Set exercise> Please format all the lines below as a Markdown table with two columns, Row and Line, numbering each row and skipping blank lines. Leave the pictures out of your answer.

Dataset records on object locations>
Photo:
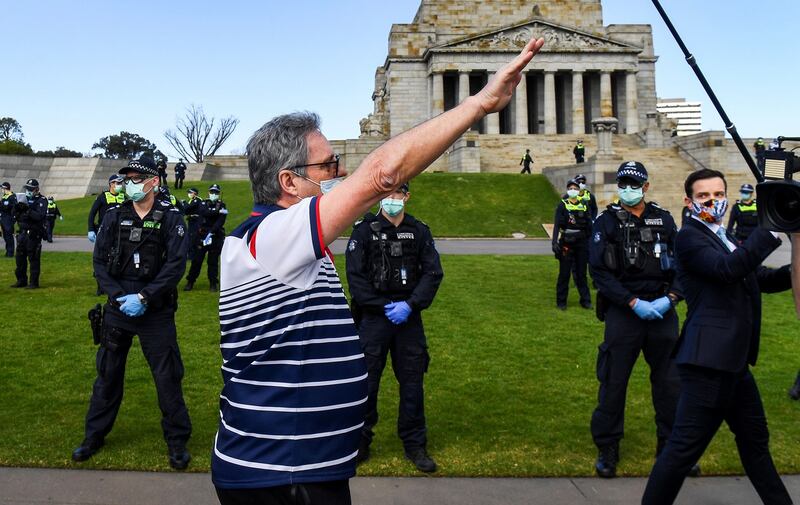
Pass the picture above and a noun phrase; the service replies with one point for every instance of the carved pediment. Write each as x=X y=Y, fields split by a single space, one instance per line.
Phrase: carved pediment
x=557 y=39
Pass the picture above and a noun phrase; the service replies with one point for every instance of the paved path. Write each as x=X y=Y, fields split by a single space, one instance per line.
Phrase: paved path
x=89 y=487
x=444 y=245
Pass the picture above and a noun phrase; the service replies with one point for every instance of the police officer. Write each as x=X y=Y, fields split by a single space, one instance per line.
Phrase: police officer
x=571 y=245
x=586 y=196
x=526 y=161
x=162 y=173
x=7 y=205
x=139 y=257
x=579 y=151
x=631 y=255
x=208 y=239
x=30 y=217
x=180 y=173
x=393 y=271
x=191 y=209
x=105 y=201
x=53 y=212
x=759 y=146
x=744 y=215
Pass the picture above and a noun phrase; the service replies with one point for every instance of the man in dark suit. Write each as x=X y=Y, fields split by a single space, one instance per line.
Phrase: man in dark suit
x=722 y=283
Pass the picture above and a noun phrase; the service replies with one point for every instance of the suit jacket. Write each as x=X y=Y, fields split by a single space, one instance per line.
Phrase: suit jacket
x=723 y=294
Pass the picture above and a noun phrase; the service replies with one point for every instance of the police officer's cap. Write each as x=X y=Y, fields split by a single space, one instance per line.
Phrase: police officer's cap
x=632 y=170
x=144 y=165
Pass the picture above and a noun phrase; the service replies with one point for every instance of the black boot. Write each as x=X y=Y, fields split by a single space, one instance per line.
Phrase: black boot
x=421 y=460
x=179 y=457
x=87 y=449
x=607 y=459
x=794 y=392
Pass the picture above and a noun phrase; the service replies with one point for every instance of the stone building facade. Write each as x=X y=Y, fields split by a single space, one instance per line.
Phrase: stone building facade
x=585 y=71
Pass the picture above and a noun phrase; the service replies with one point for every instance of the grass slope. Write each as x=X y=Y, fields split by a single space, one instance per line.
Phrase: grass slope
x=510 y=390
x=453 y=205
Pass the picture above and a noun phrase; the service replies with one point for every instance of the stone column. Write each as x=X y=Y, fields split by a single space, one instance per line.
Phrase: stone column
x=631 y=103
x=437 y=102
x=463 y=85
x=606 y=107
x=493 y=119
x=521 y=106
x=549 y=102
x=605 y=127
x=578 y=124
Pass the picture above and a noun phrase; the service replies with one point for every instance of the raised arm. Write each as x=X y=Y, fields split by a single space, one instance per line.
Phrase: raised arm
x=408 y=154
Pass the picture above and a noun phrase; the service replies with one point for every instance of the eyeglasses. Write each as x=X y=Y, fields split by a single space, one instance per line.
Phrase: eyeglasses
x=629 y=184
x=137 y=180
x=334 y=162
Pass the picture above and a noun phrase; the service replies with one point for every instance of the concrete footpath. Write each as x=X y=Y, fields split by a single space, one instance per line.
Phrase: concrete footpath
x=89 y=487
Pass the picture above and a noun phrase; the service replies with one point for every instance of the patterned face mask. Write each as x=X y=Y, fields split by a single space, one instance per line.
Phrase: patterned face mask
x=710 y=211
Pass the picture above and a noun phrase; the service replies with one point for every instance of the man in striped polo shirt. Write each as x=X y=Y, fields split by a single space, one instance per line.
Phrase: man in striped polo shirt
x=292 y=403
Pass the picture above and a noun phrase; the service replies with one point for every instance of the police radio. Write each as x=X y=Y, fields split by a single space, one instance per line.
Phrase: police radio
x=779 y=194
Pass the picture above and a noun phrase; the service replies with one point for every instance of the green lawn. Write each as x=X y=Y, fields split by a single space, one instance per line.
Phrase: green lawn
x=510 y=390
x=453 y=205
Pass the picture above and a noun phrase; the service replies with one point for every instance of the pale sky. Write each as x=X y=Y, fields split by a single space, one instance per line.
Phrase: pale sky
x=74 y=72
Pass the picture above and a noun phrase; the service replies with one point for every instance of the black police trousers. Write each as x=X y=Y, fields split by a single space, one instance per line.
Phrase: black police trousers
x=7 y=225
x=626 y=335
x=575 y=263
x=158 y=338
x=336 y=492
x=214 y=251
x=29 y=250
x=410 y=359
x=707 y=398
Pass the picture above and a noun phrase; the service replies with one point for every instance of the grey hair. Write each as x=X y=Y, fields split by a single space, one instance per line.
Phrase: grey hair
x=279 y=144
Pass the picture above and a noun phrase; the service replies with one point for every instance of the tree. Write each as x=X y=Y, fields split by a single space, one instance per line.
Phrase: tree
x=60 y=152
x=128 y=146
x=10 y=129
x=10 y=146
x=196 y=137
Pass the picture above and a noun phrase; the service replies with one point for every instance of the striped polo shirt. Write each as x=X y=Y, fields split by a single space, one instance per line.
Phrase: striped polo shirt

Response below>
| Row | Line |
|---|---|
| 1 | Photo: |
| 2 | Pass the picture above and a noun phrase; the service replies with one point for every instance of the carved pediment. Write each as x=X y=Y, fields split by a single space, one instance per line. |
| 3 | Phrase: carved pediment |
| 4 | x=557 y=39 |
| 5 | Pass the picture above and a noun phrase; the service replies with one point for every instance of the paved path. Write each as x=X y=Y, fields split by a single space, one instance per line. |
| 6 | Phrase: paved path |
| 7 | x=89 y=487 |
| 8 | x=444 y=245 |
| 9 | Pass the picture above and a noun phrase; the service replies with one point for every instance of the police officer. Write each as x=X y=Y, fields split by a single space, one instance per line. |
| 10 | Phrase: police officer |
| 11 | x=571 y=245 |
| 12 | x=586 y=196 |
| 13 | x=526 y=161 |
| 14 | x=162 y=173 |
| 15 | x=7 y=205 |
| 16 | x=139 y=257 |
| 17 | x=579 y=151 |
| 18 | x=631 y=255 |
| 19 | x=208 y=239 |
| 20 | x=30 y=217 |
| 21 | x=180 y=173 |
| 22 | x=393 y=271 |
| 23 | x=191 y=209 |
| 24 | x=105 y=201 |
| 25 | x=53 y=212 |
| 26 | x=759 y=146 |
| 27 | x=744 y=215 |
| 28 | Pass the picture above and a noun phrase; the service replies with one point for every instance of the man in dark suit. Write each as x=X y=Y, fields split by a single space, one instance per line. |
| 29 | Phrase: man in dark suit |
| 30 | x=722 y=283 |
| 31 | Pass the picture above and a noun phrase; the service replies with one point for every instance of the suit jacket. Write each as x=X y=Y, fields split by a single space, one instance per line. |
| 32 | Phrase: suit jacket |
| 33 | x=723 y=294 |
| 34 | Pass the picture above and a noun phrase; the service replies with one point for every instance of the police officer's cap. Write each as x=X y=Y, fields split by a single space, one instance per line. |
| 35 | Phrase: police officer's cap |
| 36 | x=632 y=170 |
| 37 | x=144 y=165 |
| 38 | Pass the picture above and a noun phrase; the service replies with one point for every instance of the black boot. Write each as x=X y=Y, fields split by a single space, one instance per line. |
| 39 | Phrase: black boot |
| 40 | x=421 y=460 |
| 41 | x=179 y=457 |
| 42 | x=87 y=449 |
| 43 | x=607 y=459 |
| 44 | x=794 y=392 |
| 45 | Pass the picture above and a noun phrase; the service replies with one point for every instance of the stone building facade. Write each as x=X y=Y, fields split by a single space, one instance per line. |
| 46 | Phrase: stone building facade |
| 47 | x=585 y=71 |
| 48 | Pass the picture above and a noun phrase; the service replies with one point for every instance of the grass slope. Write each as x=X y=Y, fields split by a single space, one instance per line. |
| 49 | Phrase: grass slope |
| 50 | x=510 y=390 |
| 51 | x=453 y=205 |
| 52 | Pass the picture above and a noun phrase; the service replies with one point for every instance of the stone column. Write each as x=X y=Y, fields split by a single space, one instance per line. |
| 53 | Phrase: stone column |
| 54 | x=631 y=103 |
| 55 | x=437 y=102 |
| 56 | x=463 y=85 |
| 57 | x=606 y=107 |
| 58 | x=493 y=119 |
| 59 | x=521 y=106 |
| 60 | x=549 y=102 |
| 61 | x=605 y=127 |
| 62 | x=578 y=124 |
| 63 | Pass the picture above and a noun phrase; the service replies with one point for every instance of the raised arm. Write each as x=X y=Y, fields split by a single space, one instance per line. |
| 64 | Phrase: raised arm |
| 65 | x=408 y=154 |
| 66 | Pass the picture above and a noun phrase; the service replies with one point for every instance of the eyeglasses. Write each as x=X y=Y, fields split by a single space, one instance per line. |
| 67 | Phrase: eyeglasses |
| 68 | x=629 y=184 |
| 69 | x=137 y=180 |
| 70 | x=334 y=162 |
| 71 | Pass the picture above and a noun phrase; the service replies with one point for every instance of the concrete footpath. Write each as x=X y=Y, fields split by a single space, one instance per line. |
| 72 | Phrase: concrete footpath |
| 73 | x=89 y=487 |
| 74 | Pass the picture above and a noun phrase; the service replies with one point for every instance of the patterned face mask. Write each as x=X y=Y, fields split by a single space, one instance per line. |
| 75 | Phrase: patterned face mask |
| 76 | x=710 y=211 |
| 77 | Pass the picture above and a noun phrase; the service replies with one point for every instance of the man in striped polo shirt. Write each as x=X y=Y, fields split by a single space, one instance per line. |
| 78 | Phrase: man in striped polo shirt |
| 79 | x=292 y=403 |
| 80 | Pass the picture above and a noun phrase; the service replies with one point for every instance of the police radio. Write each as x=X y=Y, fields split by a single space, one instance per line. |
| 81 | Phrase: police radio |
| 82 | x=779 y=194 |
| 83 | Pass the picture above and a noun phrase; the service replies with one point for every instance of the green lawn. Write each as x=X y=Y, fields split by a single space, one instance per line. |
| 84 | Phrase: green lawn |
| 85 | x=510 y=390 |
| 86 | x=453 y=205 |
| 87 | Pass the picture above and a noun phrase; the service replies with one point for every instance of the pale sky. Write each as x=X y=Y, fields split by a single space, one instance per line. |
| 88 | Phrase: pale sky |
| 89 | x=74 y=72 |
| 90 | Pass the picture above and a noun phrase; the service replies with one point for every instance of the black police trousers. Write each as x=X y=Y, fields split by a single space, one instance per line. |
| 91 | Phrase: black police trousers |
| 92 | x=7 y=225 |
| 93 | x=626 y=335 |
| 94 | x=575 y=263 |
| 95 | x=158 y=338 |
| 96 | x=336 y=492 |
| 97 | x=214 y=251 |
| 98 | x=29 y=250 |
| 99 | x=410 y=359 |
| 100 | x=707 y=398 |
| 101 | Pass the picture above and a noun phrase; the service replies with one point for every instance of the grey hair. Write each as x=X y=Y, fields split by a single space, one instance per line. |
| 102 | Phrase: grey hair |
| 103 | x=279 y=144 |
| 104 | Pass the picture above and a noun phrase; the service replies with one point for every instance of the tree. Write each as x=X y=Y, fields split by a single space, one instance per line. |
| 105 | Phrase: tree |
| 106 | x=60 y=152 |
| 107 | x=128 y=146 |
| 108 | x=10 y=129 |
| 109 | x=10 y=146 |
| 110 | x=196 y=137 |
| 111 | Pass the picture above and a noun phrase; the service replies with one point for every instance of the striped polo shirt. Write each as x=X y=Y, fields split by a single space, one instance per line. |
| 112 | Phrase: striped polo shirt |